## EXERCISE PROMPT
Collect every line in the data below that contains the word "blurred", and copy each of those lines in full.

## DATASET
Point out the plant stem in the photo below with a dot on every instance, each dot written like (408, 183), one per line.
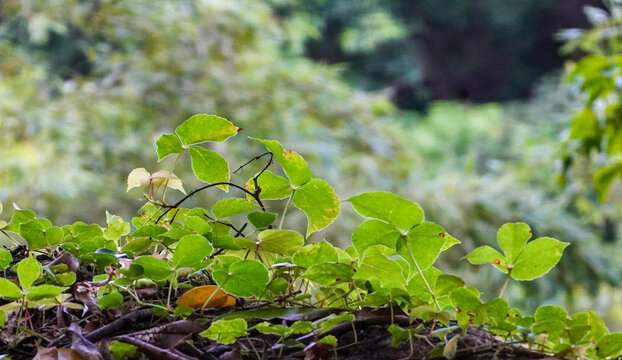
(253, 346)
(170, 290)
(286, 207)
(412, 256)
(213, 294)
(505, 285)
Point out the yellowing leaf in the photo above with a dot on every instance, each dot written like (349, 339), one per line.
(165, 177)
(196, 297)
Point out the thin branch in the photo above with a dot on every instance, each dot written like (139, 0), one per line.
(255, 195)
(253, 159)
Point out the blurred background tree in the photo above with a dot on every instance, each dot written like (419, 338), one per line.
(87, 86)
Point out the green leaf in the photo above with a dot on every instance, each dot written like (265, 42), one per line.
(110, 301)
(329, 273)
(552, 328)
(28, 270)
(19, 217)
(319, 202)
(446, 283)
(282, 242)
(151, 230)
(116, 227)
(417, 288)
(604, 177)
(121, 350)
(469, 309)
(329, 340)
(484, 255)
(597, 326)
(496, 311)
(293, 164)
(374, 232)
(278, 286)
(261, 219)
(197, 224)
(66, 279)
(301, 327)
(244, 278)
(381, 263)
(38, 236)
(232, 206)
(400, 334)
(331, 321)
(209, 166)
(44, 292)
(550, 312)
(512, 238)
(191, 250)
(153, 268)
(167, 144)
(610, 345)
(137, 244)
(9, 291)
(202, 127)
(273, 187)
(267, 328)
(82, 231)
(315, 254)
(401, 213)
(537, 258)
(226, 331)
(423, 243)
(5, 259)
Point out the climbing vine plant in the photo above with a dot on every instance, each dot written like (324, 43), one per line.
(238, 251)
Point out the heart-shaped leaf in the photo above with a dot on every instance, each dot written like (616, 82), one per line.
(153, 268)
(209, 166)
(423, 244)
(167, 144)
(232, 206)
(329, 273)
(294, 165)
(280, 241)
(28, 271)
(319, 202)
(261, 219)
(374, 232)
(401, 213)
(314, 254)
(191, 250)
(272, 186)
(243, 278)
(202, 127)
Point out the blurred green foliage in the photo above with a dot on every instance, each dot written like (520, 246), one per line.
(480, 50)
(596, 130)
(75, 77)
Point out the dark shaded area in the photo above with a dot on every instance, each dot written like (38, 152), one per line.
(479, 51)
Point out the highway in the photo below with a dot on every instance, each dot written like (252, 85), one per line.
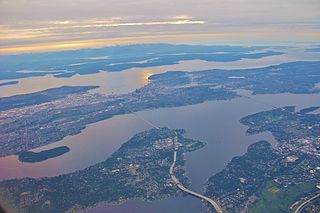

## OUTPUT BELOW
Point out the blurred background tree in the photo above with a dot on every instance, each dot written like (419, 338), one per line.
Point out the blurred green foliage in the photo above with a dot on every instance, each dot written like (520, 246), one per line.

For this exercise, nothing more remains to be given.